Do this: Output every line of the following data verbatim, with no alterations.

Provided information:

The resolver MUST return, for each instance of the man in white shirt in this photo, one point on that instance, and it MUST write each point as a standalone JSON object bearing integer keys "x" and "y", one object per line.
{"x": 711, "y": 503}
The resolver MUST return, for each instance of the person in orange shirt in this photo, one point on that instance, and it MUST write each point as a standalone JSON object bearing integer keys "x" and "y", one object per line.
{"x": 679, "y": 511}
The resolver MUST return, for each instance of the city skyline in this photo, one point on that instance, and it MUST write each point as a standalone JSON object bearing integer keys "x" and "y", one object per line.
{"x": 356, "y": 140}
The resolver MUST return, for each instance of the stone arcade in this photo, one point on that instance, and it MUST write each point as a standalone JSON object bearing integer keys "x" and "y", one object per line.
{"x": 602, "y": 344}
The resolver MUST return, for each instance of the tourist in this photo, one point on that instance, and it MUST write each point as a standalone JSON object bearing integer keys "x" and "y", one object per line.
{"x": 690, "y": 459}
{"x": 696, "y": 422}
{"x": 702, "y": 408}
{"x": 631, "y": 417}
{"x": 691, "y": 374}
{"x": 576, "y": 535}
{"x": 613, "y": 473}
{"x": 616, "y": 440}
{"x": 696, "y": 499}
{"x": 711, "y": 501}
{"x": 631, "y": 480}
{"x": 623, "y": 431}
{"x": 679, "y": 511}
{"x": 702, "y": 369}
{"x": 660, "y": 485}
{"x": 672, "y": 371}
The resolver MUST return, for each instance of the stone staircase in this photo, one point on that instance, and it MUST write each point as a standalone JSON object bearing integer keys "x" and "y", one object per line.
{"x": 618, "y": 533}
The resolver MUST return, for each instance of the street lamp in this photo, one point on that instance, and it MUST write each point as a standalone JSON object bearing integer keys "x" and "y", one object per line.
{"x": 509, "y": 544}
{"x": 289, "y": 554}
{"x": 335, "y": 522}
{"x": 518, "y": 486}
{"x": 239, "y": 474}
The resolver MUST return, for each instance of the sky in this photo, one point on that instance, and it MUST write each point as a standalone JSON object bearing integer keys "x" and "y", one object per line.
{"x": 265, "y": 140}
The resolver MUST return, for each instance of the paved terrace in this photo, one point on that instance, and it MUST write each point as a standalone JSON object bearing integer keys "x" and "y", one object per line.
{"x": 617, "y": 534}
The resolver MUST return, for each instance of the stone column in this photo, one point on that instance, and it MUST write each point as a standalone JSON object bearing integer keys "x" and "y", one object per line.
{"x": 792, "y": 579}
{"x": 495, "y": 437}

Exercise result:
The resolver MUST return, for each instance of the man in white shirt in this photo, one point on that instance, and it MUST write each point as a standalone JSON object bearing integer keys "x" and "y", one object per line.
{"x": 711, "y": 503}
The resolver MUST return, for each instance of the person in orange shirt in this photo, one point on that instance, and it MUST write each point as a standalone JSON object bearing integer keys "x" and "y", one object per line.
{"x": 679, "y": 511}
The resolver MUST return, for each instance of the city skyline in this photo, one point on that instance, and it MUST write each point as a standalone JSON object bearing integer keys "x" and "y", one object per line.
{"x": 356, "y": 140}
The resolver MUST return, for each instance of the stone arcade in this photo, one point on that instance, and it MUST write each point as a standalone JSON object bearing integer keys "x" and "y", one object per line.
{"x": 602, "y": 344}
The resolver MUST return, for each instance of the tourist in this photo, one point on that instance, and it MUST write each point as a standalone JSON object bearing integer keys "x" and "y", one object per line.
{"x": 690, "y": 459}
{"x": 696, "y": 422}
{"x": 702, "y": 408}
{"x": 631, "y": 417}
{"x": 691, "y": 374}
{"x": 576, "y": 535}
{"x": 613, "y": 473}
{"x": 616, "y": 440}
{"x": 696, "y": 499}
{"x": 711, "y": 501}
{"x": 631, "y": 480}
{"x": 623, "y": 431}
{"x": 679, "y": 511}
{"x": 702, "y": 369}
{"x": 660, "y": 485}
{"x": 672, "y": 371}
The resolver MUST return, for each instance of the stone staircase in this photo, one point on that instance, and it MUST write each point as a standalone JSON object bearing integer keys "x" and "y", one object per line.
{"x": 618, "y": 533}
The resolver MUST return, for each instance of the street lamp in this photo, one point on that instance, and it MUST write each point as a standalone JSON object bearing integer keys "x" and "y", one object per line.
{"x": 509, "y": 544}
{"x": 289, "y": 554}
{"x": 335, "y": 522}
{"x": 518, "y": 486}
{"x": 239, "y": 474}
The resolver MUST return, for each instance of the sky in this photo, one point on that instance, and it MUST write each point as a standalone JSON object bearing integer keys "x" and "y", one object per line.
{"x": 265, "y": 140}
The resolver MUST return, for each instance of the paved terrace in this photo, one point on that instance, and it MUST write each point as a standalone JSON object bearing integer keys "x" and "y", one object per line.
{"x": 617, "y": 534}
The resolver MUST return, for each instance of the stone column in this photo, one point on that instance, and it MUST write each point as a standalone JSON object bearing integer keys "x" and "y", one object per line.
{"x": 792, "y": 579}
{"x": 495, "y": 437}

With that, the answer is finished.